§ What to work on
Please give an exact transcription of the lines below, from the one that contains "Could you point at the grey trousers" to the very last, with no other lines.

§ Provided information
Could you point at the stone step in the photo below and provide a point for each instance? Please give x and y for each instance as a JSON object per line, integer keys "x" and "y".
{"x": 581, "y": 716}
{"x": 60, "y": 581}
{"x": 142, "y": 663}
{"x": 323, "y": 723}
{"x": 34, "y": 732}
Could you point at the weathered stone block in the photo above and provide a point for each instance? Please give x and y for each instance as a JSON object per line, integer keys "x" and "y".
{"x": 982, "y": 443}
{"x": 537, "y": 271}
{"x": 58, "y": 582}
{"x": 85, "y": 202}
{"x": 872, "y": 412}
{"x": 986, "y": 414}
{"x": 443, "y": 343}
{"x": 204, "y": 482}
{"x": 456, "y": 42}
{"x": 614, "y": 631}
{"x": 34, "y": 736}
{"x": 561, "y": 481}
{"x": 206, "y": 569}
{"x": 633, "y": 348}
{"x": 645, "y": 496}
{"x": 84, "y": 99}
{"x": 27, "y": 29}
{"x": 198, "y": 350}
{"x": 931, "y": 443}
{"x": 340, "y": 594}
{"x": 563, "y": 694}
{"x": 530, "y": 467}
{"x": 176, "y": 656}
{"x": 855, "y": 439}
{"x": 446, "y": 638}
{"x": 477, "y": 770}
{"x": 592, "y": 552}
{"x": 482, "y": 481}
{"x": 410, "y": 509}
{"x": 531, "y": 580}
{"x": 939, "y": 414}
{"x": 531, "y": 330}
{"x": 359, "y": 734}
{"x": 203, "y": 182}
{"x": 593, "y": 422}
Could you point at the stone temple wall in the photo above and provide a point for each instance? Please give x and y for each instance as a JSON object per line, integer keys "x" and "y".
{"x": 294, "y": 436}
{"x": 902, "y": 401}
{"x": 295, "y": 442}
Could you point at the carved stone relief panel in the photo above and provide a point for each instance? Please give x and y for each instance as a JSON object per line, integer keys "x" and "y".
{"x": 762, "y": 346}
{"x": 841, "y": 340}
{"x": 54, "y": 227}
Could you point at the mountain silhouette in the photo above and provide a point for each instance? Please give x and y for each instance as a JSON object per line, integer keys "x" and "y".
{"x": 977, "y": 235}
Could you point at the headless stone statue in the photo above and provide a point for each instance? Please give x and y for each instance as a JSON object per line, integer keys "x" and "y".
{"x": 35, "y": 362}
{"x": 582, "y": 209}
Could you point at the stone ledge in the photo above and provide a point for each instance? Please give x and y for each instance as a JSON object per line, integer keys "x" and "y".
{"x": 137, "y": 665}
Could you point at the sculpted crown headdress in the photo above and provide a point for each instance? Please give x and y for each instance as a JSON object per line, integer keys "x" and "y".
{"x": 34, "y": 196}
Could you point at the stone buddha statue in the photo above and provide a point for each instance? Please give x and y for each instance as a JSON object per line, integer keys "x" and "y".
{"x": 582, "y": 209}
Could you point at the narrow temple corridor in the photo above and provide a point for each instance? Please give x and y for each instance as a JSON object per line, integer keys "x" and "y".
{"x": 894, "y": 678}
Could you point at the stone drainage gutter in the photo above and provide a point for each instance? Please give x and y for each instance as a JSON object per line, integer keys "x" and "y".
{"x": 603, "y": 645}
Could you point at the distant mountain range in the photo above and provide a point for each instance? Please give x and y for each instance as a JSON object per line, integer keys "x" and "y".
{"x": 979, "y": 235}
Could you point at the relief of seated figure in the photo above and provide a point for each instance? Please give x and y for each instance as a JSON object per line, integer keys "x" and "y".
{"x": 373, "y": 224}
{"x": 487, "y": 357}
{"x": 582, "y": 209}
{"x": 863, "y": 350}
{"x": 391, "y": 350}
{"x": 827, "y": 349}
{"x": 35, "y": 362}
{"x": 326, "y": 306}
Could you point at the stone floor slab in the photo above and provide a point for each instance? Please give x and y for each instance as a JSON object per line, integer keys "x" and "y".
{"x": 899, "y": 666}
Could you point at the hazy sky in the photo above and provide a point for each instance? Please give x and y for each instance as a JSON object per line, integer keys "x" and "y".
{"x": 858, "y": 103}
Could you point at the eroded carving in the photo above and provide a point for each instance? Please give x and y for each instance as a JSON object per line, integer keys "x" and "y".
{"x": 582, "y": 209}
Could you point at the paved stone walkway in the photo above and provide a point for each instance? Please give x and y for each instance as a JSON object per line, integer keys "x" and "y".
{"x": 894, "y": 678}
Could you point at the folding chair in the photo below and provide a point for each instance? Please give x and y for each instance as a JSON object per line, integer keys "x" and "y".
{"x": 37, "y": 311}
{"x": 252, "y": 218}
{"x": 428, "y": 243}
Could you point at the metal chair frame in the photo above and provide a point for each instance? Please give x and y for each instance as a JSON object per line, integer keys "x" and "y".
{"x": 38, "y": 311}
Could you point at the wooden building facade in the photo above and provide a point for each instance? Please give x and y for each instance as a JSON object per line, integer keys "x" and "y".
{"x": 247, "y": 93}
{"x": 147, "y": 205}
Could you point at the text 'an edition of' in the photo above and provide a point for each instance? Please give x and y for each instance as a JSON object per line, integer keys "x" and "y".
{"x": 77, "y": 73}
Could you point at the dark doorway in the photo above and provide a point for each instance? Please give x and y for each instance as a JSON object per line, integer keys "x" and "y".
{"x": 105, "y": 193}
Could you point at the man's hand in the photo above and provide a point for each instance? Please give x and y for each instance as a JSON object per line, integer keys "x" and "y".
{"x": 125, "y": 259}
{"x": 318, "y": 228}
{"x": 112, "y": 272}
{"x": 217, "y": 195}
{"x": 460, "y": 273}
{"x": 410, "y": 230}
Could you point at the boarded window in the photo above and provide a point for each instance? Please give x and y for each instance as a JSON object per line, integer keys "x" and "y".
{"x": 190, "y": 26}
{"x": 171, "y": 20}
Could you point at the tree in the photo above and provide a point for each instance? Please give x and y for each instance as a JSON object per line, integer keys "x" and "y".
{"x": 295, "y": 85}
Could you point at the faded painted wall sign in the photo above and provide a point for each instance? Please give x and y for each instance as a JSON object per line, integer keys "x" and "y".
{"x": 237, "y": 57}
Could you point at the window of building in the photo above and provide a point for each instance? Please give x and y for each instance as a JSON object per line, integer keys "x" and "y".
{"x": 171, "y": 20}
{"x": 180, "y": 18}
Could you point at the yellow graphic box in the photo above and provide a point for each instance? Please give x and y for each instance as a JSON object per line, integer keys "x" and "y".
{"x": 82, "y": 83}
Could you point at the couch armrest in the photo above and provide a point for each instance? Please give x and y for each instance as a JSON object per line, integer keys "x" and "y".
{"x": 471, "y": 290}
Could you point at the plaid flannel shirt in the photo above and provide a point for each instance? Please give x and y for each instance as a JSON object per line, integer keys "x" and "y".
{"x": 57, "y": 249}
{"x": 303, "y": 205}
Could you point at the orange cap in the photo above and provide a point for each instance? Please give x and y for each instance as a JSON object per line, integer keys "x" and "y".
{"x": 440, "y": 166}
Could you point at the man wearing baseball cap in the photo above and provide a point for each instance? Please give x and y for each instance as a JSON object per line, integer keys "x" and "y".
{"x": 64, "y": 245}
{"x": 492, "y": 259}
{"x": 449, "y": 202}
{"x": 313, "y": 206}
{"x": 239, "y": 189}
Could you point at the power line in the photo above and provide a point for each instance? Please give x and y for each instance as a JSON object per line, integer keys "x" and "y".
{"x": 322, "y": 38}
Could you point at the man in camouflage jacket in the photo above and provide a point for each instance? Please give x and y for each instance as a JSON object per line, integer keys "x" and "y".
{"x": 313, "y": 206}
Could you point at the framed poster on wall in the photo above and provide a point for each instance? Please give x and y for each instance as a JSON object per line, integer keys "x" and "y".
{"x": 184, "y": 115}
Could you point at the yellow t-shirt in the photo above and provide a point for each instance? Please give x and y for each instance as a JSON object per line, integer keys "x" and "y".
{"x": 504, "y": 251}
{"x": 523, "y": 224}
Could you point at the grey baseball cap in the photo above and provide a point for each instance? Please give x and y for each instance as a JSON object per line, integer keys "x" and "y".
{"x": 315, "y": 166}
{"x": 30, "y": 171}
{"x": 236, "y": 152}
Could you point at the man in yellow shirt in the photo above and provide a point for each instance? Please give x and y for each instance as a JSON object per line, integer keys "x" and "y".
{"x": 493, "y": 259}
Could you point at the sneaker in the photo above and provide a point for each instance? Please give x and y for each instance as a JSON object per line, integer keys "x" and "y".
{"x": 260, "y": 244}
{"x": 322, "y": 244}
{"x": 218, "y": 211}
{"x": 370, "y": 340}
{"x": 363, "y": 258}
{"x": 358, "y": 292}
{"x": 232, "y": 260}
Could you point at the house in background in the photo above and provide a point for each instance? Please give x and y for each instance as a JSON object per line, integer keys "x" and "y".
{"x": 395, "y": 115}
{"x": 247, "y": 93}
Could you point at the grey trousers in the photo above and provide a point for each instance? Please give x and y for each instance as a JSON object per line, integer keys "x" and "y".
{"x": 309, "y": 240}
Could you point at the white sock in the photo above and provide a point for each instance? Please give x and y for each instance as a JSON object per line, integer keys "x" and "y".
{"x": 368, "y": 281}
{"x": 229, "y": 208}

§ Solution for this problem
Could you point at the grey trousers in the photo above and provide a point for each instance? Please give x and y for each instance as a JSON object per line, integer keys "x" and "y".
{"x": 309, "y": 240}
Could you point at the white sock in the photo above and provide a point for each instance? Please give x and y for each instance as a JSON object per line, integer keys "x" and "y".
{"x": 368, "y": 281}
{"x": 229, "y": 208}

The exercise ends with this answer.